Objectif visé
Pouvez-vous citer tel quel le passage de l'extrait sur le film Horizon qui commence par « Et désormais Horizon, vaste » et se poursuit jusqu'à « restant à tourner. » ?

-------- Extrait choisi

Et désormais Horizon, vaste épopée d’un genre nouveau, entièrement supervisée par Kevin Costner pour raconter le véritable Ouest et ceux et surtout celles qui l'ont fait, en prenant le temps de plusieurs longs (longs) métrages. Un format hybride entre la série et le cinéma, dont le premier opus, présenté à Cannes hors compétition, sortira le 3 juillet prochain, suivi du deuxième volet le 11 septembre. Les troisième et quatrième films restant à tourner.
"Dans un western, il y a ce sentiment de grands espace et d'ouverture, cette sensation que tout est possible", m'explique le réalisateur-scénariste-acteur-producteur (il a financé une grande partie du projet lui-même). "Mais les compétences nécessaires pour survivre à l'Ouest étaient très particulières, et les personnes qui venaient ici ne les possédaient pas toujours. L'Ouest était dur avec les gens. Rien n'était simple. Des gens ont péri en poursuivant un rêve. Ils ont traversé l'océan en se disant qu'il y avait quelque chose ici pour eux. Beaucoup de gens ont trouvé leur rêve, et d'autres ont été écrasés par ce rêve. Il y a toujours des drames dans l'Ouest".
"C'est un voyage"

----------------
-------- Entrées de données

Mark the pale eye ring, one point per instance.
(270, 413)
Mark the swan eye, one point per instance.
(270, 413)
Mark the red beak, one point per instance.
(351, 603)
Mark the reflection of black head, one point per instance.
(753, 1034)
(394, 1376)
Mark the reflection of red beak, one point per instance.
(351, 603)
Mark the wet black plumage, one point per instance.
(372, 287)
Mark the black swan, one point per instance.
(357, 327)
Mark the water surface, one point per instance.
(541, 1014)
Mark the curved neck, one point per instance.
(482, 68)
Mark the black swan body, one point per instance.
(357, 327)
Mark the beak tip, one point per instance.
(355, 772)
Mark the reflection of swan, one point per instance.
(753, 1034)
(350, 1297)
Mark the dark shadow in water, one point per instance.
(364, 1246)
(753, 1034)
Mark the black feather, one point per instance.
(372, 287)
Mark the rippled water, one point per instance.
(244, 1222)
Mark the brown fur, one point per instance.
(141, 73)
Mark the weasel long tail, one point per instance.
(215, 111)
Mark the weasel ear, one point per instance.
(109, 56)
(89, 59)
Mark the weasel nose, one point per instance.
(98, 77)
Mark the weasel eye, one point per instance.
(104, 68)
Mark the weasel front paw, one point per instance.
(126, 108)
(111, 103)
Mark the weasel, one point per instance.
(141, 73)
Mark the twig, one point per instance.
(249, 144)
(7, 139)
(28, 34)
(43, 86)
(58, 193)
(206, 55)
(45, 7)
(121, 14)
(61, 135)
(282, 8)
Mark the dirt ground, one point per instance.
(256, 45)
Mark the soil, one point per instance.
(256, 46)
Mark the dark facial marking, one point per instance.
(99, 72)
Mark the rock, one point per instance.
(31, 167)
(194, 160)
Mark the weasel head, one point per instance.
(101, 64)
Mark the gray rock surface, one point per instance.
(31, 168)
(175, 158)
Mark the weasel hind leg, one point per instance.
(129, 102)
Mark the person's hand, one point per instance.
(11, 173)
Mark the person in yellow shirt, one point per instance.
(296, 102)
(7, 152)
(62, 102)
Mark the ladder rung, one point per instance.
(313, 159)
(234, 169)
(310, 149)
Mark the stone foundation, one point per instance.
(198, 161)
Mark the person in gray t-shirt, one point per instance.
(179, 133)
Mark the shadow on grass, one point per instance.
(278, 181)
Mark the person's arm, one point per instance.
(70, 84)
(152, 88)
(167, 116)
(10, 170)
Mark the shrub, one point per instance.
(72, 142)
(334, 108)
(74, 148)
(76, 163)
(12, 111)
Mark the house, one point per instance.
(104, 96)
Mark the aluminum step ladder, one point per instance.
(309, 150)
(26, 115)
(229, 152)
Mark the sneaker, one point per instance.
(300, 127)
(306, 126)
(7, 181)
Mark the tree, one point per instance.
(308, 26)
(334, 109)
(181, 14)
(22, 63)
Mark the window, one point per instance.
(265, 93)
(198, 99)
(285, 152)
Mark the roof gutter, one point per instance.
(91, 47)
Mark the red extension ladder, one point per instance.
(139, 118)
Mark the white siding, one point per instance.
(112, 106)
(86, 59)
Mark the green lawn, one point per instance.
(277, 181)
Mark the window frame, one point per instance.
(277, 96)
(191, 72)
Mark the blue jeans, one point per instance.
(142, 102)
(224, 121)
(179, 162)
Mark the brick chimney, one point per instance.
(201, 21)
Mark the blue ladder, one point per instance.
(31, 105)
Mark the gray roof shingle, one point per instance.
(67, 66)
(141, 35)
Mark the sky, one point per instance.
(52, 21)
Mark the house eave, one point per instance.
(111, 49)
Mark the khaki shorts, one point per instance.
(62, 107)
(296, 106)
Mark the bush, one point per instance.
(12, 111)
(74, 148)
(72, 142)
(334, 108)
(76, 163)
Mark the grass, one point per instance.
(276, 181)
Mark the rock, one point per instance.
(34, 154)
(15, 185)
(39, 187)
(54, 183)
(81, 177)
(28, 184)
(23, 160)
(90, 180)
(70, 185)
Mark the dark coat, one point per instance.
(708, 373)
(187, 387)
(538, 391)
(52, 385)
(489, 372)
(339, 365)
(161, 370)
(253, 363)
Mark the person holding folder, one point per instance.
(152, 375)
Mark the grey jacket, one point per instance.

----------------

Résultat attendu
Et désormais Horizon, vaste épopée d’un genre nouveau, entièrement supervisée par Kevin Costner pour raconter le véritable Ouest et ceux et surtout celles qui l'ont fait, en prenant le temps de plusieurs longs (longs) métrages. Un format hybride entre la série et le cinéma, dont le premier opus, présenté à Cannes hors compétition, sortira le 3 juillet prochain, suivi du deuxième volet le 11 septembre. Les troisième et quatrième films restant à tourner.